**PROBLEM TO WORK ON**
Please set down each record exactly as it appears, but leave out any pictures.

EXERCISE MATERIAL Start Marker

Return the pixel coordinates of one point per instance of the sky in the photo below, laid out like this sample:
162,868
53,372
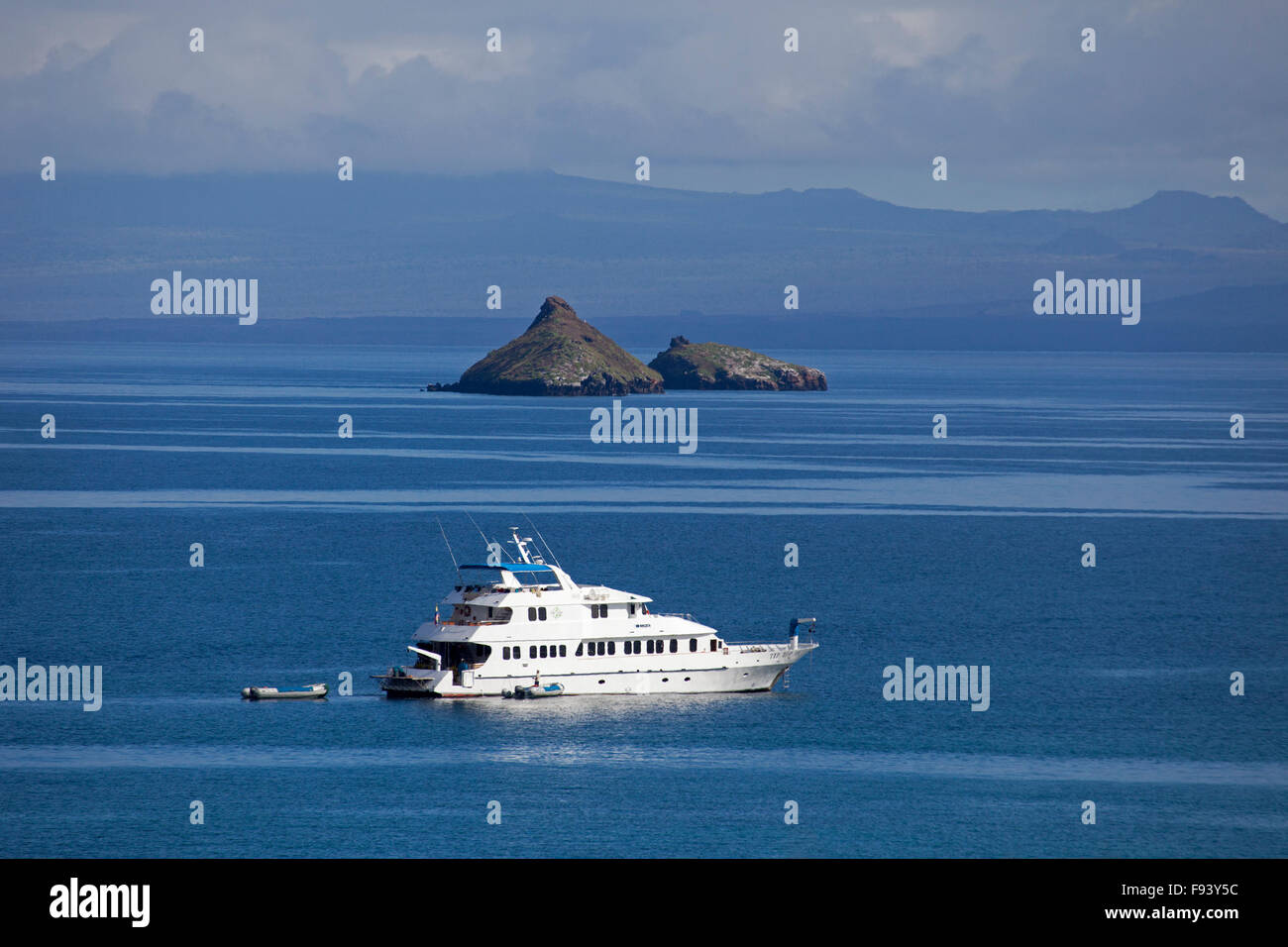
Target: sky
706,91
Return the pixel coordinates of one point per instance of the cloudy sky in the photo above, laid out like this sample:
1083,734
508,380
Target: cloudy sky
704,90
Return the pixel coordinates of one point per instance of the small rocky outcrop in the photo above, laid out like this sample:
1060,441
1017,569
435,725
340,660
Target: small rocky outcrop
709,365
559,355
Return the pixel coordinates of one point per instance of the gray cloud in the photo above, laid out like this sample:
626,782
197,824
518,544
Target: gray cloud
703,89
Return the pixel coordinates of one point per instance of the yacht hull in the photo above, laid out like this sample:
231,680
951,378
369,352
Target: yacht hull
747,676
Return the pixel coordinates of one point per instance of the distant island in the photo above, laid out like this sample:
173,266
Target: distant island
709,365
563,355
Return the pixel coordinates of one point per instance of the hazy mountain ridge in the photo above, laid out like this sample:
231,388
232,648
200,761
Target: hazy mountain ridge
408,245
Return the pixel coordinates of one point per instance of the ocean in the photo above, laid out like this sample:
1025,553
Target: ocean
1109,684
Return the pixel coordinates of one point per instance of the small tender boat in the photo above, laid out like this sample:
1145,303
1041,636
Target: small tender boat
531,693
284,693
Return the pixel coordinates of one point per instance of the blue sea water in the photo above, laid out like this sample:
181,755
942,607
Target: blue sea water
321,557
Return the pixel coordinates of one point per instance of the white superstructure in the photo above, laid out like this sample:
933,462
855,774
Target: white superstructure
506,624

EXERCISE MATERIAL End Marker

**ANSWER FOR THE TASK**
Return the pixel coordinates of one point per instance of the sky in the photo below, laid out like this sample:
162,868
53,372
Target: sky
706,91
Return the pixel coordinates of one point per instance of the cloudy sky in the photo above, laid out like this sample:
1083,734
508,380
Target: cloudy sky
704,90
Return the pixel coordinates of one point per instance of the small rocky outcrop in the photo above, laid out like this sample:
1060,441
1017,569
435,725
340,660
Target: small rocky outcrop
709,365
559,355
Return the pixel coordinates of one point per instance of the gray cloud in the photo above, laid out like this sample:
626,782
197,824
518,544
Target: gray cloud
703,89
Return the pixel coordinates of one point per instance of the yacht hull in the photo above, laid out like this sample:
231,680
951,378
369,352
Target: yacht hull
747,676
Return the pixel coordinates of one point per instance of the distant island in the photo above, laid out like this sample:
173,266
Target: distant island
709,365
563,355
Return the pixel coordinates of one point per instance of the hazy mountain ridge in the photo above, laid out like this sample:
231,388
232,648
200,761
Target: hazy mountain ridge
408,245
Return the pixel coordinates of one point per instance of the ocean in the photo above, laid out like this sample:
1025,553
Target: ocean
1109,684
Return the pixel coordinates of one point per instance of the small tender boat in the photo above, laid out like this sample:
1145,303
1041,636
Target: small tender boat
531,693
284,693
Return the pixel coordinates of one point per instance of the blue sea water in the photo above, laid out like this sample:
181,755
942,607
Target: blue sea water
321,557
Return the pixel coordinates of one point per instance of the white superstructure in the photo above, laid out like this sample:
933,462
855,774
Target: white superstructure
506,624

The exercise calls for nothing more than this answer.